**Entries supplied**.

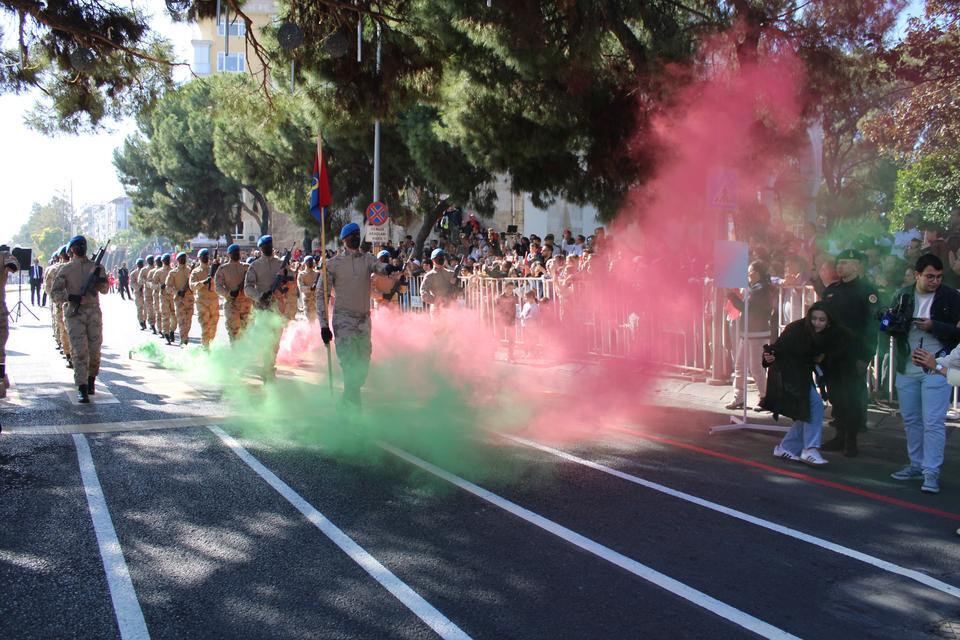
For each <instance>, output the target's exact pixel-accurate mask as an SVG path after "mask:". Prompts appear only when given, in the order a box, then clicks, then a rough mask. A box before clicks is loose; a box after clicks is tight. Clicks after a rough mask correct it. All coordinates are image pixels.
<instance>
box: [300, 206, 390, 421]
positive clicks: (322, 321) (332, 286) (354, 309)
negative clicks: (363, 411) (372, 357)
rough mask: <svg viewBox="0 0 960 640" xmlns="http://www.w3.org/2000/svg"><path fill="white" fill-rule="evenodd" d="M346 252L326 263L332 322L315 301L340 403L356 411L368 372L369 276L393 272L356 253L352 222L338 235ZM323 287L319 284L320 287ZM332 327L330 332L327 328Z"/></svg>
mask: <svg viewBox="0 0 960 640" xmlns="http://www.w3.org/2000/svg"><path fill="white" fill-rule="evenodd" d="M340 239H341V240H342V241H343V243H344V245H346V252H345V253H342V254H340V255H338V256H334V257H333V258H331V259H330V260H329V262H328V263H327V283H328V285H327V286H328V289H327V292H328V293H329V292H330V291H335V292H336V297H335V300H334V304H333V322H332V323H331V322H329V312H328V310H327V305H326V304H325V300H324V297H323V292H322V291H321V292H320V295H319V296H318V297H317V311H318V312H319V314H320V337H321V338H322V339H323V343H324V344H327V345H329V344H330V341H331V340H333V338H334V336H336V342H337V360H339V362H340V368H341V369H342V370H343V399H344V401H345V402H347V403H349V404H350V405H352V406H353V407H355V408H356V409H359V408H360V388H361V387H363V384H364V383H365V382H366V380H367V372H368V370H369V369H370V354H371V353H372V351H373V345H372V343H371V340H370V276H371V274H373V273H381V274H387V275H389V274H390V272H391V271H392V270H393V268H392V267H391V266H390V265H389V264H384V263H382V262H377V260H376V259H375V258H374V257H373V256H372V255H370V254H369V253H363V252H361V251H360V226H359V225H358V224H356V223H355V222H351V223H350V224H348V225H346V226H345V227H344V228H343V229H342V230H341V231H340ZM320 287H323V283H321V284H320ZM331 325H332V327H333V331H331V330H330V327H331Z"/></svg>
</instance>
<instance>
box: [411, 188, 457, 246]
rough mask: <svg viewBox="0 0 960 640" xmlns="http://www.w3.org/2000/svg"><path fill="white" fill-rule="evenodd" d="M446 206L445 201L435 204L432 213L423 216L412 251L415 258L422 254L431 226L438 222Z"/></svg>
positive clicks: (429, 213) (444, 200) (445, 201)
mask: <svg viewBox="0 0 960 640" xmlns="http://www.w3.org/2000/svg"><path fill="white" fill-rule="evenodd" d="M448 205H449V203H448V202H447V201H446V200H441V201H440V202H438V203H437V206H435V207H434V208H433V211H431V212H430V213H429V214H427V215H425V216H423V223H422V224H421V225H420V230H419V231H417V238H416V247H415V249H414V251H413V255H414V257H415V258H416V257H418V256H420V255H421V254H422V253H423V243H424V242H426V241H427V236H429V235H430V231H431V230H432V229H433V225H435V224H437V220H439V219H440V216H442V215H443V212H444V211H446V210H447V206H448ZM418 259H419V258H418Z"/></svg>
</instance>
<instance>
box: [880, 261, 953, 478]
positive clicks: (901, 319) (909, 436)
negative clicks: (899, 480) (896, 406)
mask: <svg viewBox="0 0 960 640" xmlns="http://www.w3.org/2000/svg"><path fill="white" fill-rule="evenodd" d="M914 274H915V277H916V283H915V284H914V285H913V286H910V287H904V288H903V289H901V290H900V291H898V292H897V295H896V297H895V299H894V303H893V305H894V306H893V308H892V309H891V311H890V312H889V314H888V315H886V316H885V317H884V319H883V320H882V321H881V322H882V323H884V324H887V325H889V326H888V328H887V331H888V332H889V333H891V334H892V335H893V336H894V337H895V341H896V354H895V357H896V364H897V374H898V375H897V382H896V385H897V394H898V396H899V398H900V414H901V415H902V416H903V428H904V431H905V432H906V436H907V456H908V458H909V459H910V464H908V465H907V466H905V467H904V468H903V469H900V470H899V471H896V472H894V473H893V474H891V476H890V477H891V478H893V479H894V480H923V484H922V485H921V487H920V490H921V491H923V492H924V493H939V492H940V480H939V479H940V466H941V465H942V464H943V451H944V448H945V447H946V441H947V429H946V424H945V421H946V415H947V409H948V408H949V407H950V397H951V389H950V383H949V382H948V380H947V377H946V373H945V372H946V370H947V369H948V368H949V366H950V364H951V363H952V362H953V360H950V361H947V364H944V359H945V357H946V356H947V355H948V354H950V355H953V351H954V350H955V349H956V347H957V344H960V328H958V327H957V323H958V322H960V293H958V292H957V290H956V289H953V288H952V287H947V286H943V262H942V261H941V260H940V258H938V257H937V256H935V255H933V254H929V253H928V254H924V255H922V256H920V257H919V258H918V259H917V263H916V265H915V266H914ZM908 314H909V315H908ZM938 358H939V359H940V360H939V361H938V360H937V359H938ZM957 359H958V360H960V354H958V358H957ZM938 374H940V375H938Z"/></svg>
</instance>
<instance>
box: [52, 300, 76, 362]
mask: <svg viewBox="0 0 960 640" xmlns="http://www.w3.org/2000/svg"><path fill="white" fill-rule="evenodd" d="M69 308H70V305H69V303H66V302H63V303H58V302H54V303H53V315H54V321H55V322H56V323H57V335H58V336H59V337H60V346H61V347H63V355H65V356H67V357H68V358H69V357H70V354H72V353H73V349H72V348H71V347H70V336H69V335H67V323H66V314H67V312H68V309H69Z"/></svg>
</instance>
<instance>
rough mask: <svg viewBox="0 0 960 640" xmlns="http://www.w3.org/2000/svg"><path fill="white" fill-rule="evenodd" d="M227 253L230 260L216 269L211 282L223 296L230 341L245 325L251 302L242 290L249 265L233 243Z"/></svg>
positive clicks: (235, 337)
mask: <svg viewBox="0 0 960 640" xmlns="http://www.w3.org/2000/svg"><path fill="white" fill-rule="evenodd" d="M227 255H228V256H229V257H230V261H229V262H228V263H227V264H225V265H223V266H222V267H220V269H218V270H217V275H216V276H215V277H214V279H213V283H214V288H215V289H216V290H217V293H218V294H219V295H220V297H221V298H223V314H224V316H225V317H226V324H227V336H228V337H229V338H230V342H233V341H234V340H236V339H237V336H239V335H240V332H241V331H243V329H244V328H245V327H246V326H247V322H248V321H249V319H250V310H251V309H252V307H253V303H251V302H250V298H248V297H247V295H246V294H245V293H244V292H243V283H244V282H245V281H246V278H247V269H248V268H249V267H248V266H247V264H246V263H244V262H241V261H240V247H239V246H237V245H235V244H232V245H230V246H229V247H227Z"/></svg>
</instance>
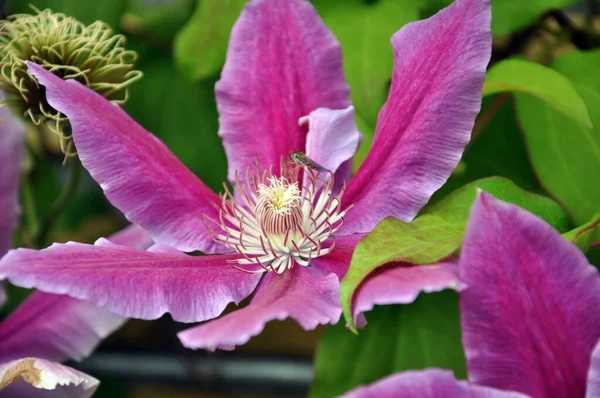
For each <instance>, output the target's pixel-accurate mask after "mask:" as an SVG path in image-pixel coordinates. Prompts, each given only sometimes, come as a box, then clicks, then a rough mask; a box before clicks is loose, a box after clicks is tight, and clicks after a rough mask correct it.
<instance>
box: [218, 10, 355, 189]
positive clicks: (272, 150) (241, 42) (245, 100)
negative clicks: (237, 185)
mask: <svg viewBox="0 0 600 398" xmlns="http://www.w3.org/2000/svg"><path fill="white" fill-rule="evenodd" d="M216 95H217V108H218V110H219V115H220V118H219V121H220V128H219V136H220V137H221V138H223V145H224V146H225V152H226V154H227V158H228V160H229V172H228V176H229V179H230V180H231V181H234V180H235V173H236V171H240V172H241V174H242V175H241V177H242V178H241V179H242V181H243V179H244V177H245V176H244V173H245V171H246V168H247V167H248V166H249V165H250V164H251V163H252V162H254V160H255V158H258V160H259V163H260V166H261V168H263V169H266V168H268V167H269V166H271V165H274V170H278V169H279V167H278V165H279V162H280V159H281V157H282V156H285V157H287V156H289V153H290V152H291V151H294V150H298V151H302V152H304V151H305V145H306V127H305V126H299V125H298V120H299V119H300V118H301V117H302V116H305V115H308V114H309V113H310V112H312V111H313V110H315V109H317V108H331V109H344V108H346V107H348V106H349V105H350V98H349V88H348V85H347V84H346V82H345V80H344V73H343V69H342V53H341V49H340V45H339V43H338V42H337V40H336V38H335V36H334V35H333V33H332V32H331V31H330V30H329V28H327V26H326V25H325V24H324V23H323V21H322V20H321V18H320V17H319V16H318V14H317V12H316V11H315V9H314V8H313V6H312V5H311V4H310V3H309V2H308V1H305V0H252V1H250V2H249V3H248V4H247V5H246V6H245V8H244V10H243V11H242V14H241V16H240V18H239V19H238V20H237V22H236V24H235V25H234V27H233V30H232V32H231V39H230V41H229V48H228V51H227V60H226V62H225V66H224V68H223V72H222V73H221V80H220V81H219V82H217V85H216Z"/></svg>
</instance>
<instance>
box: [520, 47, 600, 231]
mask: <svg viewBox="0 0 600 398" xmlns="http://www.w3.org/2000/svg"><path fill="white" fill-rule="evenodd" d="M552 67H553V68H554V69H556V70H557V71H558V72H560V73H562V74H563V75H565V76H566V77H567V78H569V79H570V80H571V82H572V83H573V86H574V87H575V89H576V90H577V92H578V93H579V95H580V96H581V97H582V98H583V100H584V101H585V103H586V104H587V107H588V109H589V111H590V116H591V120H592V123H593V125H594V126H596V127H595V128H593V129H592V128H587V127H584V126H582V125H581V124H579V123H575V122H574V121H573V120H571V119H569V118H567V117H566V116H565V115H563V114H562V113H560V112H558V111H556V110H554V109H553V108H552V107H550V106H549V105H548V104H547V103H546V102H544V101H541V100H539V99H538V98H535V97H533V96H530V95H525V94H519V93H517V94H516V98H517V112H518V117H519V121H520V123H521V126H522V128H523V132H524V134H525V138H526V142H527V147H528V149H529V154H530V157H531V162H532V165H533V168H534V171H535V172H536V174H537V176H538V179H539V181H540V183H541V184H542V186H543V187H544V188H545V189H546V190H547V191H548V192H549V193H550V194H551V195H552V196H553V197H554V198H555V199H556V200H557V201H558V202H560V203H561V204H562V205H563V206H564V207H565V209H566V210H567V212H568V213H569V215H570V216H571V217H572V219H573V221H574V222H575V223H576V224H577V225H581V224H583V223H585V222H587V221H588V220H589V219H590V218H591V217H592V216H593V215H594V214H595V213H596V212H598V210H600V184H598V183H597V180H598V176H600V75H599V74H598V72H597V71H598V70H599V68H600V51H593V52H587V53H580V52H574V53H570V54H567V55H564V56H562V57H561V58H559V59H558V60H557V61H556V62H555V63H554V64H553V65H552Z"/></svg>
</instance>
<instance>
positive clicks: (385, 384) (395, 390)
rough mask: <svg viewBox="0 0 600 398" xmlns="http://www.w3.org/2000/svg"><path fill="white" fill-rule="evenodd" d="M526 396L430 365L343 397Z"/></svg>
mask: <svg viewBox="0 0 600 398" xmlns="http://www.w3.org/2000/svg"><path fill="white" fill-rule="evenodd" d="M396 397H402V398H459V397H460V398H526V396H525V395H522V394H519V393H515V392H506V391H500V390H495V389H493V388H487V387H479V386H474V385H470V384H469V383H467V382H466V381H457V380H456V379H455V378H454V375H453V374H452V372H451V371H449V370H441V369H427V370H422V371H409V372H402V373H397V374H394V375H392V376H388V377H386V378H383V379H381V380H379V381H378V382H376V383H373V384H371V385H368V386H361V387H358V388H356V389H354V390H352V391H350V392H348V393H346V394H344V395H343V396H342V397H340V398H396Z"/></svg>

**Description of the task**. Output the lines above as a JSON list of strings, one per line, skipping blank lines and leaving out the pictures. Cover only the lines from the very first one through the line containing "252L326 263L332 322L315", including both ends.

**Task response**.
[
  "For each <instance>, output the target's exact pixel-accurate mask as an SVG path after \"mask:\". Prompts appear only when given, in the order a box, then clicks, then a rough mask. A box before clicks is loose; a box after clicks is tight. Clicks after a rough mask correct it. All coordinates are image pixels.",
  "<instance>",
  "box: [300, 206, 390, 421]",
  "positive clicks: (322, 321) (332, 286) (354, 309)",
  "negative clicks: (363, 411) (372, 357)",
  "rough mask: <svg viewBox=\"0 0 960 640\" xmlns=\"http://www.w3.org/2000/svg\"><path fill=\"white\" fill-rule=\"evenodd\" d=\"M346 252L326 263L332 322L315 301L340 403L356 411L368 372L369 276L393 272L356 253L352 222L338 235ZM323 287L319 284L320 287ZM332 327L330 332L327 328Z\"/></svg>"
]